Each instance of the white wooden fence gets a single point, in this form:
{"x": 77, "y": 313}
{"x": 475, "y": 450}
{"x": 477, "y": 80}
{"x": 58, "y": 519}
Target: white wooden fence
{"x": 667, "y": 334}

⁂

:: EXERCISE REQUIREMENTS ::
Send back all of the material exactly as given.

:: SOLUTION FOR THIS TASK ::
Each instance of the white wooden fence gets a single point, in this form:
{"x": 77, "y": 313}
{"x": 475, "y": 450}
{"x": 477, "y": 80}
{"x": 58, "y": 519}
Target: white wooden fence
{"x": 667, "y": 334}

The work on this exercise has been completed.